:: What you need to do ::
Give the number of lines that contain "distant" in the listing, and write nothing else.

:: Recorded information ::
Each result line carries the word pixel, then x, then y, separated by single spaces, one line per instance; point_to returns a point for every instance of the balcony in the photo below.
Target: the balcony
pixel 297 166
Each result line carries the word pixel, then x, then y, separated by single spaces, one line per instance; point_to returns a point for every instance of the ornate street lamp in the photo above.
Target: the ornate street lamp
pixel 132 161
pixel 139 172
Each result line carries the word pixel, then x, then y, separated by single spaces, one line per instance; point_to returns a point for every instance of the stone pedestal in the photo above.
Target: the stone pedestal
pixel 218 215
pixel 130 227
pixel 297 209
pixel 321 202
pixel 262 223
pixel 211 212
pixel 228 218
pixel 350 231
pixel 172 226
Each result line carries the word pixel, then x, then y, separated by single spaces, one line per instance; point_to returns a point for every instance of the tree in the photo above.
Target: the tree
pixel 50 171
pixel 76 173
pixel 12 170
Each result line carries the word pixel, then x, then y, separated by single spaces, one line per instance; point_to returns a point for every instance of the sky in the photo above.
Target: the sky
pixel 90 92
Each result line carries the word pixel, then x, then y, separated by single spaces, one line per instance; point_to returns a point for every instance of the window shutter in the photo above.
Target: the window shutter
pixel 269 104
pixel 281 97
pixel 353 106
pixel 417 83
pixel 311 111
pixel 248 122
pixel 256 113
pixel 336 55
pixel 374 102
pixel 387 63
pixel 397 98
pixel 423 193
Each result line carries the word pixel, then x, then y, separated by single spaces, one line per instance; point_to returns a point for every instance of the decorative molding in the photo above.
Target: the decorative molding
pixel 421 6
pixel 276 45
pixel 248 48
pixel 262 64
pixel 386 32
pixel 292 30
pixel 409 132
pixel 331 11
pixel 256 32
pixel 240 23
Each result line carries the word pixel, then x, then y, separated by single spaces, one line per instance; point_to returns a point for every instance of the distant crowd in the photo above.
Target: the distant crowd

:: Your solution ::
2